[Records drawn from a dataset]
--------

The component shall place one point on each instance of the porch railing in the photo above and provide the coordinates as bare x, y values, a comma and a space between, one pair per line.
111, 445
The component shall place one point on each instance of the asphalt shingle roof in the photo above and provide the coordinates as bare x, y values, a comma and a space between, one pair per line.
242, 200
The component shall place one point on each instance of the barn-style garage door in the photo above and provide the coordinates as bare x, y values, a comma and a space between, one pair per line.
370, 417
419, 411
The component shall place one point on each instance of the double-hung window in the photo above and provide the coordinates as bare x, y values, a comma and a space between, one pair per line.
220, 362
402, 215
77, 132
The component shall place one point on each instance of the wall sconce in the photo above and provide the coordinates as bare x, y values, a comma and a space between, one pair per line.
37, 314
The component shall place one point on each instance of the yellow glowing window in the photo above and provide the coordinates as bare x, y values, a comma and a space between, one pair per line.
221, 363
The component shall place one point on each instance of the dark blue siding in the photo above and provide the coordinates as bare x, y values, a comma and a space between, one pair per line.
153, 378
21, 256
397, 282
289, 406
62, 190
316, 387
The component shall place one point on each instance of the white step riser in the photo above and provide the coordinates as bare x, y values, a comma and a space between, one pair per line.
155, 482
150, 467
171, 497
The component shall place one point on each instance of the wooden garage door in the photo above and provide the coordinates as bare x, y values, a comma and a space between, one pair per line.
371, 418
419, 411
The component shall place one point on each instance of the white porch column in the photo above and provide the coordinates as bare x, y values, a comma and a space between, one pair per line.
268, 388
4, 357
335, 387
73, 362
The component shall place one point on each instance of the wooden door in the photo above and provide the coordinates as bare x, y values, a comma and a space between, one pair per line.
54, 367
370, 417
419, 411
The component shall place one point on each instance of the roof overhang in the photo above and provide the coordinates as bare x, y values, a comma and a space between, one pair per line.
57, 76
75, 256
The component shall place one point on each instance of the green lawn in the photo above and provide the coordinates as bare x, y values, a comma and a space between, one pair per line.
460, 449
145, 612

--------

Output every record above, exactly as written.

The completed task
The component shall place one point on each instance of the porch railing in the photo above and provide the coordinates as bare x, y values, a comma and a space between, one pair per line.
111, 445
The component shall place one point on each instance of the asphalt shingle roof in the photo above and provide the coordinates as bare x, y values, a comma and a space between, one pair per line.
242, 200
The component shall place one point on each instance of the barn-style garage door in the photo above and provide the coordinates as bare x, y values, a comma and a space between, one pair per line.
370, 417
419, 411
The component shall place one point on each instance of the double-hung window in the photo above and provide the coordinates as bare x, y values, a comma and a space between, one pair per line.
220, 362
402, 215
77, 132
The component shall place one point on each instance of the wall sconce in the photo above and provide the coordinates as bare x, y values, a comma and a space between, one pair per line.
37, 314
The component shall place one point on each instance of the yellow glowing window in the photo above and provide the coordinates as bare x, y values, a comma and a space between, one pair per line.
221, 363
The component shall place one point on each instance of the dark blue siding in the photo above and provide the coordinates as bare x, y values, a comma and a space between, one pair per line.
153, 378
21, 256
397, 282
289, 406
62, 190
316, 387
The component shall place one point on each instance of the white step riser in the photo above and provide the coordinates as bare x, y values, a comma and a space between, one pair per line.
155, 482
150, 467
171, 497
The component shall place one point on each instance of the wooden garage door in the photo above and provide the coordinates as bare x, y values, a comma and a space between, one pair per line.
371, 418
419, 411
The component shall place one point on each instance of the white porch column in the photo above and provide the coordinates as bare x, y values, a comma and a space between, one pair per line.
268, 388
4, 357
335, 387
73, 362
The component shall place one point on each instance of the wooden door in the photo above and provide the coordinates as bare x, y values, a comma and a space between, one pair per line.
54, 367
370, 417
419, 411
The component shall place one point on each instance of the roof overhang in the photo above and provide the coordinates as bare x, y values, a comma and a space between, one pair per line.
57, 76
75, 256
The component shall place one point on each instance of the green lawn in the photo above and provide the coordinates as bare x, y values, a comma and a space between, one pair per line.
460, 449
145, 612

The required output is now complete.